===== DATASET RECORDS =====
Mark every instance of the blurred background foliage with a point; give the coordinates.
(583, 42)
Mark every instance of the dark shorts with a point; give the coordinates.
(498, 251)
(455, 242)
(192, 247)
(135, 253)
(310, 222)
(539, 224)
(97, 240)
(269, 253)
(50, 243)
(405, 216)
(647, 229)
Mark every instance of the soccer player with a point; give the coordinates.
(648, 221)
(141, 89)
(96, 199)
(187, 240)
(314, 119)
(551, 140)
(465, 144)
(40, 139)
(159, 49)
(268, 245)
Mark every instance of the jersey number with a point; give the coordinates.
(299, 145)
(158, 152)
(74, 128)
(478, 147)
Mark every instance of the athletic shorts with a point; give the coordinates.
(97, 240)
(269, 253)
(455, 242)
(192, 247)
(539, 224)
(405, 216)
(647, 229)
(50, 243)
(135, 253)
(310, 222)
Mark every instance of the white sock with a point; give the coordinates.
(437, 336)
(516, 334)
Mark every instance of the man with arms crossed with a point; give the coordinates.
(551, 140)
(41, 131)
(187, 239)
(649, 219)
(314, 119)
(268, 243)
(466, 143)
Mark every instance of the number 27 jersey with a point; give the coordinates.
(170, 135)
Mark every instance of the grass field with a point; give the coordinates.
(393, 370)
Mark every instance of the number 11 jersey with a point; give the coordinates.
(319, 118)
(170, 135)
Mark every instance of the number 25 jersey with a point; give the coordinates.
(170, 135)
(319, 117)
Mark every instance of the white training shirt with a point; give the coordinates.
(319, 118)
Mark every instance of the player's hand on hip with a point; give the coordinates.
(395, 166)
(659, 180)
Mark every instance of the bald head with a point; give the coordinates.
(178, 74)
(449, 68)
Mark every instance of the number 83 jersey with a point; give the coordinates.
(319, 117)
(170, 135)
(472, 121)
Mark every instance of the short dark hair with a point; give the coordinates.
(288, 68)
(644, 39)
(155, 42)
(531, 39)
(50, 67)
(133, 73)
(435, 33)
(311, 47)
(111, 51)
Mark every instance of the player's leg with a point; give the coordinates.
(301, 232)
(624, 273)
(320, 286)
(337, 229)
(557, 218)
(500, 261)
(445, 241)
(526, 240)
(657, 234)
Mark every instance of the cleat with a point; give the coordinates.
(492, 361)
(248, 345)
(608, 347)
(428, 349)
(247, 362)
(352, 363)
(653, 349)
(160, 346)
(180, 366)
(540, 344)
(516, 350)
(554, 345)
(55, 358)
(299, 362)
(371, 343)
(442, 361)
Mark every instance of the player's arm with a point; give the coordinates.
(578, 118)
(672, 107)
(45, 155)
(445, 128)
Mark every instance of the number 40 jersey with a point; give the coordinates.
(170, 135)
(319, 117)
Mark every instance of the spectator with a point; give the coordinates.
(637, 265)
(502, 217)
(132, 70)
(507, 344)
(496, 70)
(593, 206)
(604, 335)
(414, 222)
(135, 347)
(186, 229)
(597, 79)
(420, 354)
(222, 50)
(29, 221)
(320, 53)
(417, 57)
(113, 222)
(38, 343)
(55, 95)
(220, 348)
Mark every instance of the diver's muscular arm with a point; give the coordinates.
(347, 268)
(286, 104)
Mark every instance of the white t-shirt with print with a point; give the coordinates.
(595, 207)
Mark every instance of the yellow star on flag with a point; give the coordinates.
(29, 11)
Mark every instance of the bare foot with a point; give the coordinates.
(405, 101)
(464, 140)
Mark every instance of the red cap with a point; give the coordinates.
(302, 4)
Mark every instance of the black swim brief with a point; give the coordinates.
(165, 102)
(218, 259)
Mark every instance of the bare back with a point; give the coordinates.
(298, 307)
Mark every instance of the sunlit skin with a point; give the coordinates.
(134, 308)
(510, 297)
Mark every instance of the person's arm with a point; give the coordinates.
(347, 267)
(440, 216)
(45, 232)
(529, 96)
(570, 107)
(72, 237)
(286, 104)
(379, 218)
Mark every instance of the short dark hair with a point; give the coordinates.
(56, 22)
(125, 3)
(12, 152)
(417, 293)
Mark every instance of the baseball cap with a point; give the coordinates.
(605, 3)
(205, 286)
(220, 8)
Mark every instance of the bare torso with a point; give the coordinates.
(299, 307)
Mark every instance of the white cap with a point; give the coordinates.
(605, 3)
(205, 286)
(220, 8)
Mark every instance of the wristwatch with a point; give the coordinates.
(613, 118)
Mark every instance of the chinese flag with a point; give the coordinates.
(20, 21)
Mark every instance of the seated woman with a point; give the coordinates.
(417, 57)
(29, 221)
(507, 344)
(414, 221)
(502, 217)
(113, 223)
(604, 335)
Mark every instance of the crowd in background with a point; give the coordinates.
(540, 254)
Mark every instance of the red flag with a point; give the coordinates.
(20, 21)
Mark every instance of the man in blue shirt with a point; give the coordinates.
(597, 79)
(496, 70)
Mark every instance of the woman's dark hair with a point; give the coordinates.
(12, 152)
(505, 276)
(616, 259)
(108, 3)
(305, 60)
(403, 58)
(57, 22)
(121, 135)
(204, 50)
=====
WORK REQUIRED: What you return should match the entries above exactly.

YOUR SOLUTION:
Mark every instance of the blurred background foliage with a point; give the coordinates.
(583, 42)
Mark every instance of the dark shorts with a point; give the coordinates.
(498, 251)
(455, 242)
(192, 247)
(135, 253)
(310, 222)
(539, 224)
(97, 240)
(269, 253)
(50, 243)
(405, 216)
(647, 229)
Mark every instance of the soccer player with a point; give the coordinates.
(648, 221)
(141, 89)
(96, 199)
(187, 240)
(314, 119)
(551, 140)
(465, 144)
(40, 139)
(159, 49)
(268, 245)
Mark every instance of the jersey number with a point; give the coordinates.
(299, 145)
(158, 152)
(74, 128)
(478, 147)
Mark every instance of the athletic shorts with a point; give the coordinates.
(97, 240)
(269, 253)
(455, 242)
(192, 247)
(539, 224)
(405, 216)
(647, 229)
(50, 243)
(135, 253)
(310, 222)
Mark every instance of the white sock with a point; give the coordinates.
(437, 336)
(516, 334)
Mark every instance of the man with arms crossed with a point; give the coordinates.
(551, 140)
(41, 131)
(187, 239)
(649, 219)
(314, 119)
(268, 243)
(466, 143)
Mark every instance of the number 27 jersey with a point; give the coordinates.
(170, 135)
Mark every instance of the grass field with a point; give the coordinates.
(393, 370)
Mark every instance of the number 11 jersey with a point; give the coordinates.
(319, 118)
(170, 135)
Mark every instance of the number 25 jersey with a point; give the coordinates.
(170, 135)
(319, 117)
Mark every instance of the white training shirt with a point; give the coordinates.
(319, 118)
Mark every instance of the player's hand on hip with a point; give the coordinates.
(395, 166)
(659, 180)
Mark every instance of the bald head with a point; give the coordinates.
(178, 74)
(449, 68)
Mark every instance of the number 83 jersey with a point; give the coordinates.
(319, 117)
(170, 135)
(472, 121)
Mark every instance of the short dark hair with a point; give the coordinates.
(288, 68)
(644, 39)
(155, 42)
(531, 39)
(50, 67)
(133, 73)
(435, 33)
(311, 47)
(111, 51)
Mark every instance of the player's leg with a point; give the coordinates.
(301, 232)
(624, 273)
(320, 286)
(337, 229)
(557, 218)
(500, 261)
(445, 241)
(526, 240)
(657, 234)
Mark every instance of the cleat with a point; give the coordinates.
(492, 361)
(248, 345)
(608, 347)
(428, 349)
(247, 362)
(352, 363)
(653, 349)
(160, 346)
(180, 366)
(540, 344)
(516, 350)
(554, 345)
(55, 358)
(299, 362)
(371, 343)
(442, 361)
Mark every instance of the player's arm with a point; give the coordinates.
(578, 118)
(672, 107)
(45, 155)
(445, 128)
Mark every instance of the number 40 jersey with a point; give the coordinates.
(170, 135)
(319, 117)
Mark every instance of the spectator with a point; give the coordinates.
(637, 265)
(502, 217)
(132, 70)
(507, 344)
(496, 70)
(593, 206)
(604, 335)
(414, 222)
(135, 347)
(186, 229)
(597, 79)
(420, 354)
(222, 50)
(29, 221)
(320, 53)
(417, 57)
(113, 222)
(38, 343)
(55, 95)
(220, 348)
Mark every instance of the diver's muscular arm with a point; give the coordinates.
(347, 268)
(286, 104)
Mark every instance of the white t-shirt with print with a point; give the coordinates.
(595, 207)
Mark every instance of the yellow star on flag with a point; give the coordinates.
(29, 11)
Mark every instance of the bare foot with a point; give the coordinates.
(405, 101)
(464, 140)
Mark every instance of the red cap with a point; give the coordinates.
(302, 4)
Mark every instance of the black swim brief with a point; give the coordinates.
(165, 102)
(218, 259)
Mark every instance of the bare back with a point; give the coordinates.
(298, 307)
Mark every instance of the sunlit skin with a point; give the coordinates.
(134, 308)
(510, 297)
Mark every instance of the person's arm with a point; give the coordinates.
(347, 267)
(440, 216)
(45, 232)
(529, 96)
(570, 107)
(72, 237)
(286, 104)
(379, 218)
Mark every instance of the short dark hair with a point; give the coordinates.
(56, 22)
(125, 3)
(12, 152)
(417, 293)
Mark every instance of the baseball cap with a point; give the coordinates.
(605, 3)
(205, 286)
(220, 8)
Mark every instance of the bare torso with a point; give the coordinates.
(299, 307)
Mark every instance of the white cap with a point; give the coordinates.
(605, 3)
(205, 286)
(220, 8)
Mark every instance of the wristwatch with a point; give the coordinates.
(613, 118)
Mark every instance of the chinese flag with a point; give the coordinates.
(20, 21)
Mark every instance of the seated woman with a point; give the coordinates.
(417, 57)
(29, 221)
(507, 344)
(414, 221)
(502, 217)
(113, 223)
(604, 335)
Mark every instance of the crowd in background with a point; give the coordinates.
(540, 254)
Mark every instance of the red flag with a point; give the coordinates.
(20, 21)
Mark every instance of the man in blue shirt with a point; give the coordinates.
(597, 79)
(496, 70)
Mark every instance of the woman's dark hair with a point; give the coordinates.
(12, 152)
(505, 276)
(616, 259)
(108, 3)
(305, 60)
(403, 58)
(57, 22)
(121, 135)
(204, 50)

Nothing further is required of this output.